__Problem description__: Reproduce the following records line for line, without any changes.
##########
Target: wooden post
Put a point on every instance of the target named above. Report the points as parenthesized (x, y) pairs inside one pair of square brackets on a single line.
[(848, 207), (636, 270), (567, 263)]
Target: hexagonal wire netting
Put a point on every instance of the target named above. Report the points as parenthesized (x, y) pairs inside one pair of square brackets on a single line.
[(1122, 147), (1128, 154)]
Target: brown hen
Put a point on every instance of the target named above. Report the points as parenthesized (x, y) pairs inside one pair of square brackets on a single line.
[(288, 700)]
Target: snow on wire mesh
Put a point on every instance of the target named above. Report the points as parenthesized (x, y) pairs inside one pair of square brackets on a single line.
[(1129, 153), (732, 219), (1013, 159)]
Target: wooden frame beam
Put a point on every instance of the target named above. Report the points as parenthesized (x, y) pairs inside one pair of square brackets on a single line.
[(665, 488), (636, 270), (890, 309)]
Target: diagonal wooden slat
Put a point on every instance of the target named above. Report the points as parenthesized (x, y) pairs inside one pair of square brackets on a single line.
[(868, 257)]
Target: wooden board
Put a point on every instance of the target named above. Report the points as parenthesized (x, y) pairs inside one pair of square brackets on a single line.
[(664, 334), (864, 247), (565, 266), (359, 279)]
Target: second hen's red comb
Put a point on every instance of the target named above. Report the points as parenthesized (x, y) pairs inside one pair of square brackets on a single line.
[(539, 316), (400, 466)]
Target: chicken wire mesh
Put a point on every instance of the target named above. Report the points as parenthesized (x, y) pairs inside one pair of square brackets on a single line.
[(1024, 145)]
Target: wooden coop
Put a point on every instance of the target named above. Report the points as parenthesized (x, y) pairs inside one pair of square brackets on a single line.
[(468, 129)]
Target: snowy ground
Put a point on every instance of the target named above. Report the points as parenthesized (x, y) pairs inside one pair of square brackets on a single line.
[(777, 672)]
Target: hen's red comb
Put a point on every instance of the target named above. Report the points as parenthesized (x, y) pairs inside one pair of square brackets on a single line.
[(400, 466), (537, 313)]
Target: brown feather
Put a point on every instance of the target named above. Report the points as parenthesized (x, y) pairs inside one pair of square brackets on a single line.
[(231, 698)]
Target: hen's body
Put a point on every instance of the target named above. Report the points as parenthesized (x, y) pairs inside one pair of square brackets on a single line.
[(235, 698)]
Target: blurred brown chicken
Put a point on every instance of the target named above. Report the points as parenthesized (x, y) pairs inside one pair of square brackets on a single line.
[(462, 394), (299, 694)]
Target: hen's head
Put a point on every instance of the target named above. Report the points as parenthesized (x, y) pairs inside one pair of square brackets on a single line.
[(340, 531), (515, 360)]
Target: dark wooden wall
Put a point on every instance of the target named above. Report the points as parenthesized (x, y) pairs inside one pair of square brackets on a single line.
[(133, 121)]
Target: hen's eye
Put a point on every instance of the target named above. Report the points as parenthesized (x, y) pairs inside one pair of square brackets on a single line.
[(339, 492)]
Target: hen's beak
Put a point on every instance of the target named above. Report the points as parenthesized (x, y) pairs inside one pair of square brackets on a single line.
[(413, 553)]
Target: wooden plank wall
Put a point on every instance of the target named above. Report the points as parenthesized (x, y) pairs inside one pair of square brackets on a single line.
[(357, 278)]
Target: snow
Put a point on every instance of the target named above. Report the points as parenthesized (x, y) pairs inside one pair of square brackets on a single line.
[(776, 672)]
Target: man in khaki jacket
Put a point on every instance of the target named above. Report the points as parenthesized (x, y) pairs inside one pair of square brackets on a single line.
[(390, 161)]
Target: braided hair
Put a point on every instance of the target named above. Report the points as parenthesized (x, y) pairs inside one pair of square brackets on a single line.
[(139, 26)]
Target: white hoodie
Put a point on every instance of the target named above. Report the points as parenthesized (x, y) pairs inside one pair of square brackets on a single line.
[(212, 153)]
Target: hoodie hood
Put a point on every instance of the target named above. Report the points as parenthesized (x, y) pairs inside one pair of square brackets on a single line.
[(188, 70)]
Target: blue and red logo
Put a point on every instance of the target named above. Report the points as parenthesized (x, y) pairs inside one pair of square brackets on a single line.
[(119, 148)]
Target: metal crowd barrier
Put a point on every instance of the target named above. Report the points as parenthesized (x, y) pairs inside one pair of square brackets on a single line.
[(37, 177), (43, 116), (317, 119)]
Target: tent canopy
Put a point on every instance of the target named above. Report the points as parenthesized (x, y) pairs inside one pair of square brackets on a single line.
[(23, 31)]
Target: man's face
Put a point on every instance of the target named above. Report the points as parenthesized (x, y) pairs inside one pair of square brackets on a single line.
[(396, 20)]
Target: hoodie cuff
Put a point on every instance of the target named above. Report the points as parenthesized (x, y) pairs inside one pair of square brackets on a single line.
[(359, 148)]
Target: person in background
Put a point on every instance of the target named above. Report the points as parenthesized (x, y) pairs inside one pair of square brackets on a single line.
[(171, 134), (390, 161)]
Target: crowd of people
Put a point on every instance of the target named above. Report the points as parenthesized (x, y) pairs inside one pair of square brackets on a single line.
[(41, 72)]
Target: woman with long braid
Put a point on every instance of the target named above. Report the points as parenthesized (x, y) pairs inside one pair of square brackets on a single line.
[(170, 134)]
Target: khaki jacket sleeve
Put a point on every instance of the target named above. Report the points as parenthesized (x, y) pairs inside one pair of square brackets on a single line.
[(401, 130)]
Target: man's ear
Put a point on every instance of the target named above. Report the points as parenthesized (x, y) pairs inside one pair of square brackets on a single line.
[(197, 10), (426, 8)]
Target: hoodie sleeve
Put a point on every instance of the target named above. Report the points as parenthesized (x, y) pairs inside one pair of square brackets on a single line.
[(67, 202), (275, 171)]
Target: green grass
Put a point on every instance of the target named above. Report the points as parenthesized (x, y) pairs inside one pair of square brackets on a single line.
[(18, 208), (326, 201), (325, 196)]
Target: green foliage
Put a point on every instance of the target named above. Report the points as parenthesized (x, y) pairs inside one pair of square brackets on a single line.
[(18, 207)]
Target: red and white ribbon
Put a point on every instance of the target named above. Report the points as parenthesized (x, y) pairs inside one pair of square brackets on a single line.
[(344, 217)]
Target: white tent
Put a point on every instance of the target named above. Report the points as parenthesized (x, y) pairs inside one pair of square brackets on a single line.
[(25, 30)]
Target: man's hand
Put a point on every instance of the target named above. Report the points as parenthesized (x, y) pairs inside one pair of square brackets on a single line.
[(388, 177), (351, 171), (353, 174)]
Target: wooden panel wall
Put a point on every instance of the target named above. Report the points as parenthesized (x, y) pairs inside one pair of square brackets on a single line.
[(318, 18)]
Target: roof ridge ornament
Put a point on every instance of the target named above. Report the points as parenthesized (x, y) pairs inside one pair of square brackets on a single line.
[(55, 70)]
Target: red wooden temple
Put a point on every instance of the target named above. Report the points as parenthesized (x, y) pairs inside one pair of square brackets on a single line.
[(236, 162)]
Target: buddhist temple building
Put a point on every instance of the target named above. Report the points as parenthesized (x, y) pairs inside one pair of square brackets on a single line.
##########
__Full response__:
Target: wooden post
Put a point on every instance of the target named above. Report the points as parenthesized (x, y) pairs inside one pair of square brackets on a single line.
[(848, 207), (636, 270), (567, 263)]
Target: hexagonal wire netting
Put a point on every instance of the target named above. Report the points as parenthesized (x, y) pairs inside one pair of square brackets on a single line.
[(1122, 147), (1128, 154)]
Target: brown hen
Put a point on every instance of the target named above. Report the points as parenthesized (x, y) pairs inside one pair of square brackets on a single line.
[(288, 700)]
Target: snow on wire mesh
Put a point on every instance of the target named above. Report the points as parenthesized (x, y) pairs inside one pair of square brackets on a single line.
[(1129, 153), (732, 219), (1013, 159)]
Target: wooden frame beam
Put a point on every instance of the target named above. Report the points as parenthesized (x, y) pairs inside one pair of square brackets on a single line.
[(665, 488), (636, 270), (890, 309)]
Target: diagonal wooden slat
Put a point on every instance of the target named above. Report the points as parenthesized (x, y) pairs inside one pair of square brackets on a single line.
[(868, 257)]
Target: wooden board
Put a point on every instance of the target named above. Report the points as parenthesized (x, y) pairs inside one pair of square brackets on a single line.
[(664, 334), (864, 247), (565, 266), (359, 279)]
Target: second hen's red comb
Put a point on every instance of the target named above. Report the points as parenthesized (x, y) pairs inside one pair of square brackets on a single line.
[(539, 316), (400, 466)]
Target: chicken wire mesh
Put a point on every instance of the target named above. Report the points as parenthesized (x, y) pairs inside one pair of square brackets on a single line.
[(1024, 145)]
Target: wooden coop
Put a point on every instance of the target named above. Report the points as parenthesized (x, y) pairs inside one pair of square brackets on a single line.
[(468, 129)]
Target: snowy ground
Put a point on every instance of the target named above. Report the points as parenthesized (x, y) pairs inside one pair of square brackets on a single line.
[(777, 672)]
Target: hen's red comb
Put a point on every instance of the target named above. Report the points as parenthesized (x, y) pairs inside one pair of square brackets on a single line.
[(400, 466), (537, 313)]
Target: brown feather
Put a point on every instance of the target named above. Report the points as parenthesized (x, y) pairs inside one pair of square brackets on a single line.
[(231, 698)]
Target: hen's body
Put a point on every instance of the target named above. Report the points as parenthesized (x, y) pairs inside one pair of square brackets on a single line.
[(235, 698)]
Target: blurred brown chicken
Put a point on every instance of the target named above. Report the points as parenthesized (x, y) pairs inside one pair of square brackets on a single line.
[(462, 394), (299, 694)]
Target: hen's head
Put a point on every instance of the target named above. Report the points as parenthesized (x, y) pairs inside one pair of square brackets on a single line.
[(340, 531), (515, 360)]
Target: dark wooden wall
Put a point on every instance of the target named above. Report the points as parenthesized (x, y) pairs inside one pair of square brackets on a single line.
[(133, 121)]
Target: hen's eye
Put a point on every instance of the target named above. Report the points as parenthesized (x, y) pairs inside one pair of square brackets on a single line.
[(339, 492)]
Target: hen's beak
Put a point on every instance of the target named above. Report the points as parenthesized (x, y) pairs inside one pair of square brackets on a single line.
[(413, 553)]
Target: wooden plank wall
Put a point on every instance of the target named above. Report the points as parenthesized (x, y) pairs inside one pair of square brackets on a single line.
[(357, 278)]
Target: snow
Put a point on every instance of the target named above. Report the points as parenthesized (x, y) pairs inside one pair of square brackets on a single line.
[(776, 672)]
Target: man in khaki jacket
Put a point on every instance of the target named above. Report the points as parenthesized (x, y) pairs inside one pair of square brackets on a single line.
[(390, 161)]
Target: braided hair
Put a point on every instance of the target named above. Report the points as parenthesized (x, y) pairs inside one pair of square brackets on a single line.
[(139, 26)]
Target: white hoodie
Put a point on every instance of the target named above. Report the points as parenthesized (x, y) pairs inside one pair of square brackets on a single line.
[(212, 153)]
Target: hoodie hood
Put a point on every instance of the target named above. Report the points as parenthesized (x, y) pairs inside one pair of square brackets on a single line.
[(188, 70)]
Target: blue and red logo
Put a point on every instance of the target named above. Report the points as parenthesized (x, y) pairs inside one pair of square brackets on a single line.
[(119, 148)]
Target: metal crowd barrier
Put a point on every instance of the target named above. Report the points as parenthesized (x, y) pairs inside one pair of square brackets on a single line.
[(37, 177), (43, 116), (317, 119)]
Target: tent canopy
Put a point on every instance of the target named above. Report the points as parenthesized (x, y) pairs inside one pair of square brackets on a single line.
[(23, 31)]
Target: man's face
Put a point on every instance of the target named above. Report the points as parenthesized (x, y) pairs inside one pair of square brackets on a single line.
[(396, 20)]
Target: hoodie cuff
Put a point on every instance of the target named above. Report the points as parenthesized (x, y) pairs inside one pair of square brackets on a single line.
[(359, 148)]
Target: person in background
Put a point on every instance of the target named above. Report the points as parenthesized (x, y) pairs inside one pair of square brackets on a single line.
[(171, 134), (390, 161)]
Target: crowd of people
Put a point on every instance of the target named above. Report the points as parenthesized (x, y) pairs inside one pair of square brackets on a single line.
[(41, 72)]
Target: woman with long braid
Put a point on every instance of the target named above. Report the points as parenthesized (x, y) pairs inside one pair of square brackets on a single line.
[(170, 134)]
Target: khaki jacket sleeve
Put a point on every instance of the target named above. Report the points as parenthesized (x, y) pairs inside one pair of square brackets on a single line.
[(401, 130)]
Target: man's ear
Put a point on every instance of the target named above. Report the points as parenthesized (x, y) pairs inside one pair of square brackets on a single line.
[(197, 10), (426, 8)]
Target: hoodie sleeve
Put a point on every instance of the target named above. Report the points as parenthesized (x, y) pairs inside one pair of square brackets on a single line.
[(67, 202), (275, 171)]
Target: green grass
Put a point on every instance of the target named above. Report the points as parenthesized (x, y) pairs inside one pair of square brackets on a single line.
[(18, 208), (326, 201), (325, 196)]
Target: green foliage
Put a point on every instance of the target named above. Report the points as parenthesized (x, y) pairs inside one pair of square brackets on a single line.
[(18, 207)]
Target: red and white ribbon
Put a point on every instance of the target named above. Report the points as parenthesized (x, y) pairs inside one pair of square brackets on a single line.
[(344, 217)]
Target: white tent
Put a point on every instance of the target named above. Report the points as parenthesized (x, y) pairs inside one pair of square brackets on a single line.
[(25, 30)]
Target: man's hand
Put a point on every instance of the target named above. Report the points as parenthesized (x, y) pairs inside one pair of square brackets on a single line.
[(388, 177), (351, 171), (353, 174)]
Target: wooden panel wall
Put a point on every instance of the target named above. Report the points as parenthesized (x, y) pairs inside one pair of square brackets on a single line.
[(318, 18)]
Target: roof ridge ornament
Put a point on every instance of the target named above. Report the points as parenthesized (x, y) pairs inside one pair of square brackets on a single line.
[(55, 70)]
Target: red wooden temple
Put a point on every instance of the target named above. Report the points as parenthesized (x, y) pairs inside one pair of square brackets on a single line.
[(236, 162)]
Target: buddhist temple building
Put a point on every instance of the target named above. Report the points as parenthesized (x, y) pairs inside one pair of square brackets on a single line.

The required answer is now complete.